Centos7系統編譯Hadoop3.3.4

huan1993發表於2023-02-20

1、背景

最近在學習hadoop,此篇文章簡單記錄一下透過原始碼來編譯hadoop。為什麼要重新編譯hadoop原始碼,是因為為了匹配不同作業系統的本地庫環境。

2、編譯原始碼

2.1 下載並解壓原始碼

原始碼路徑

[root@hadoop01 ~]# mkdir /opt/hadoop
[root@hadoop01 ~]# cd /opt/hadoop/
[root@hadoop01 hadoop]# wget https://archive.apache.org/dist/hadoop/common/hadoop-3.3.4/hadoop-3.3.4-src.tar.gz
[root@hadoop01 hadoop]# tar -zxvf hadoop-3.3.4-src.tar.gz
[root@hadoop01 hadoop]# rm -rvf hadoop-3.3.4-src.tar.gz

2.2 檢視編譯hadoop必要的環境

[root@hadoop01 hadoop]# pwd
/opt/hadoop
[root@hadoop01 hadoop]# cd hadoop-3.3.4-src/
[root@hadoop01 hadoop-3.3.4-src]# cat BUILDING.txt
Build instructions for Hadoop

----------------------------------------------------------------------------------
Requirements:

* Unix System
* JDK 1.8
* Maven 3.3 or later
* Protocol Buffers 3.7.1 (if compiling native code)
* CMake 3.1 or newer (if compiling native code)
* Zlib devel (if compiling native code)
* Cyrus SASL devel (if compiling native code)
* One of the compilers that support thread_local storage: GCC 4.8.1 or later, Visual Studio,
  Clang (community version), Clang (version for iOS 9 and later) (if compiling native code)
* openssl devel (if compiling native hadoop-pipes and to get the best HDFS encryption performance)
* Linux FUSE (Filesystem in Userspace) version 2.6 or above (if compiling fuse_dfs)
* Doxygen ( if compiling libhdfspp and generating the documents )
* Internet connection for first build (to fetch all Maven and Hadoop dependencies)
* python (for releasedocs)
* bats (for shell code testing)
* Node.js / bower / Ember-cli (for YARN UI v2 building)

----------------------------------------------------------------------------------

可以看到需要JDK1.8及以上、maven3.3及以上等等

2.3 安裝JDK

需要注意JDK的版本,參考這個文件。https://cwiki.apache.org/confluence/display/HADOOP/Hadoop+Java+Versions

2.4 安裝maven

[root@hadoop01 hadoop]# wget https://dlcdn.apache.org/maven/maven-3/3.9.0/binaries/apache-maven-3.9.0-bin.tar.gz
[root@hadoop01 hadoop]# tar -zxvf apache-maven-3.9.0-bin.tar.gz -C /usr/local
# 編輯環境變數
[root@hadoop01 hadoop]# vim /etc/profile
# 配置maven
export M2_HOME=/usr/local/apache-maven-3.9.0
export PATH=${M2_HOME}/bin:$PATH
[root@hadoop01 hadoop]# source /etc/profile
# 檢視maven的版本
[root@hadoop01 apache-maven-3.9.0]# mvn -version
Apache Maven 3.9.0 (9b58d2bad23a66be161c4664ef21ce219c2c8584)
#####
作業指示:
A - 請以兩句話概述上文關於在 CentOS 7 上編譯 Hadoop 3.3.4 的文章。
B - 請續寫上文關於在 CentOS 7 上編譯 Hadoop 3.3.4 的文章，從其最後一行之後接著寫下去。

資料列表:
#####
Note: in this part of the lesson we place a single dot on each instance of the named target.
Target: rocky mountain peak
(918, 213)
#####
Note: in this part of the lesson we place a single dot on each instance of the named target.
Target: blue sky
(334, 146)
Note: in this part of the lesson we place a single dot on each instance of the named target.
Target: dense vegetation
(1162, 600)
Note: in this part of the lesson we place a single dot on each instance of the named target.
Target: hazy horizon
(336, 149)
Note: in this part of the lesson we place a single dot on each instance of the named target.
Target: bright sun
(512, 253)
#####
逐題作答:
A - 本文記錄透過原始碼編譯 Hadoop 的過程，重新編譯的原因在於匹配不同作業系統的本地庫環境。作者先下載並解壓 Hadoop 3.3.4 原始碼，再從 BUILDING.txt 得知需要 JDK 1.8 及 Maven 3.3 以上等環境，並指出 JDK 版本應參考相關文件，隨後下載 Maven 3.9.0、設定環境變數，最後查看其版本。

B -
Maven home: /usr/local/apache-maven-3.9.0
Java version: 1.8.0_333, vendor: Oracle Corporation, runtime: /usr/local/jdk8/jre
Default locale: zh_CN, platform encoding: UTF-8
OS name: "linux", version: "5.11.12-300.el7.aarch64", arch: "aarch64", family: "unix"
# 配置aliyun映象加速訪問
[root@hadoop01 hadoop]# vim /usr/local/apache-maven-3.9.0/conf/settings.xml
<mirrors>
     <mirror>
           <id>alimaven</id>
           <name>aliyun maven</name>
           <url>http://maven.aliyun.com/nexus/content/groups/public/</url>
           <mirrorOf>central</mirrorOf>
      </mirror>
</mirrors>

2.5 安裝編譯相關的依賴

[root@hadoop01 hadoop]# yum install gcc gcc-c++ make autoconf automake libtool curl lzo-devel zlib-devel openssl openssl-devel ncurses-devel snappy snappy-devel bzip2 bzip2-devel lzo lzo-devel lzop libXtst zlib doxygen cyrus-sasl* saslwrapper-devel* -y

2.6 安裝cmake

hadoop要求* CMake 3.1 or newer (if compiling native code) cmake的版本在3.1及其以上cmake不是必須的。
cmake下載

# 解除安裝已有的cmake
[root@hadoop01 hadoop]# yum erase cmake
# 下載cmake(此處需要根據自己的作業系統進行下載)
[root@hadoop01 hadoop]# wget https://github.com/Kitware/CMake/releases/download/v3.25.2/cmake-3.25.2.tar.gz
[root@hadoop01 hadoop]# tar -zxvf cmake-3.25.2.tar.gz
# 編譯和安裝cmake
[root@hadoop01 cmake-3.25.2-linux-aarch64]# cd cmake-3.25.2/ && ./configure && make && make install
# 檢視cmake的版本
[root@hadoop01 cmake-3.25.2]# cmake -version
cmake version 3.25.2

CMake suite maintained and supported by Kitware (kitware.com/cmake).

2.7 安裝Snappy

* Snappy compression (only used for hadoop-mapreduce-client-nativetask)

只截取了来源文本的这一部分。